LE PACTE DE STABILITÉ ET DE CROISSANCE VU DE LA COMMISSION EUROPÉENNE

M. Marco BUTI, Expert auprès de la Commission Européenne - Merci beaucoup, Monsieur le Président. Veuillez m'excuser tout d'abord pour mon accent et pour les fautes que je vais faire dans mon exposé et je vais faire encore plus de fautes car au lieu de lire le papier que j'avais préparé, étant donné qu'il y a eu beaucoup de sollicitations de la part des intervenants, je vais essayer de répondre et de mettre mes observations dans le cadre qui a été présenté par tous mes prédécesseurs. C'est pourquoi je vais peut-être faire un exposé un peu erratique et je m'en excuse d'avance.

Ce qui semble se dessiner dans les propos de certains intervenants -moins dans les observations de Monsieur GARNIER- est une série de propositions sur lesquelles je voudrais m'interroger.

Tout d'abord il y aurait un biais restrictif dans les règles de l'Union monétaire à la fois dans les règles budgétaires et dans les règles monétaires. En particulier on dit qu'il y a un biais procyclique qui serait inhérent aux règles mêmes et qui vient de là.

Ensuite -et c'est très lié au premier point- nous aurions eu une politique inadaptée, inadéquate, trop restrictive dans les premières années de l'Union monétaire.

Enfin, les règles ne seraient peut-être pas toutes utiles. De toute façon, les règles que nous avons seraient mauvaises par rapport à d'autres règles au niveau national, en particulier au niveau des règles que s'est donné le Royaume-Uni.

Est-ce que tout cela est vrai ?
========================================================================
TRAVAIL DEMANDÉ:
1. Extrayez du texte sur le pacte de stabilité le passage allant de "LE PACTE DE" à "m'en excuse d'avance.".
2. Répondez à ces questions d'après le texte sur le pacte de stabilité :
(a) Quelle fonction est attribuée à Marco Buti ?
(b) Quel biais serait, d'après certains intervenants, inhérent aux règles mêmes ?
(c) Les règles de quel pays sont citées comme point de comparaison au niveau national ?
Le matériel présenté ensuite est indépendant du texte sur le pacte de stabilité.

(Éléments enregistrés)
========================================================================
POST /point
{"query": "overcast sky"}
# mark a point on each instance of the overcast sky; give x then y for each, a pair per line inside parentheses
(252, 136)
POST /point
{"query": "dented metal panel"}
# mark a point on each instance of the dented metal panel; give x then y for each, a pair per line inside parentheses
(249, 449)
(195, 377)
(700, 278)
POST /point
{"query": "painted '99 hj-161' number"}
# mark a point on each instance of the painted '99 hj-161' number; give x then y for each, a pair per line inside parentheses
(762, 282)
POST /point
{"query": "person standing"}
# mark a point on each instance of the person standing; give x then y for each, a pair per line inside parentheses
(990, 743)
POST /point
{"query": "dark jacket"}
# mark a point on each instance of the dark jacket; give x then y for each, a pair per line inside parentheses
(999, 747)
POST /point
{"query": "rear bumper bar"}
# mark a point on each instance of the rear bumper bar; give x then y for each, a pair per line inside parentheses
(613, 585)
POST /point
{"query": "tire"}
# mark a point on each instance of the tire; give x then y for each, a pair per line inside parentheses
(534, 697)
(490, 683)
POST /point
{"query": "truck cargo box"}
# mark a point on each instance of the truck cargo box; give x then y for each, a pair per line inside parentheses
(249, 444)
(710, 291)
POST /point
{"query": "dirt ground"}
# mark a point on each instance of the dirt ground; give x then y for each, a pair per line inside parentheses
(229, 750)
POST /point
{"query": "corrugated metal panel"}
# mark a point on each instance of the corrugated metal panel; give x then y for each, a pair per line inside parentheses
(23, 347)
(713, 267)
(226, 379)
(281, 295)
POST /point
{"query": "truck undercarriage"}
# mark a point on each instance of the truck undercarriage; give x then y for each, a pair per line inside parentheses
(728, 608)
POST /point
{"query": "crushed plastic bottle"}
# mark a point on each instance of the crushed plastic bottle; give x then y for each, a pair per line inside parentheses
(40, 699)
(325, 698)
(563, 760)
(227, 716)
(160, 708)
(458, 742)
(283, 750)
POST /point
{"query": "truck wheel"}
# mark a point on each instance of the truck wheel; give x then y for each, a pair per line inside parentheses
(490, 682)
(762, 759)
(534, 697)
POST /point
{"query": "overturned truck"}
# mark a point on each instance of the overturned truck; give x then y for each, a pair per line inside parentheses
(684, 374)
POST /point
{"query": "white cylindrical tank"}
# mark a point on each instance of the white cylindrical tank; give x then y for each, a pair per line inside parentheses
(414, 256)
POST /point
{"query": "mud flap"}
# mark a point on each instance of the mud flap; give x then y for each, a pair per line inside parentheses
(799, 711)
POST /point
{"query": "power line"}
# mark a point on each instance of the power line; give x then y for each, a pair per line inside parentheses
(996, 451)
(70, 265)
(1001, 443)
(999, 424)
========================================================================
RÉSULTATS DE L'EXERCICE:
1.
LE PACTE DE STABILITÉ ET DE CROISSANCE VU DE LA COMMISSION EUROPÉENNE

M. Marco BUTI, Expert auprès de la Commission Européenne - Merci beaucoup, Monsieur le Président. Veuillez m'excuser tout d'abord pour mon accent et pour les fautes que je vais faire dans mon exposé et je vais faire encore plus de fautes car au lieu de lire le papier que j'avais préparé, étant donné qu'il y a eu beaucoup de sollicitations de la part des intervenants, je vais essayer de répondre et de mettre mes observations dans le cadre qui a été présenté par tous mes prédécesseurs. C'est pourquoi je vais peut-être faire un exposé un peu erratique et je m'en excuse d'avance.

2.
(a) Expert auprès de la Commission européenne.
(b) Un biais procyclique.
(c) Le Royaume-Uni.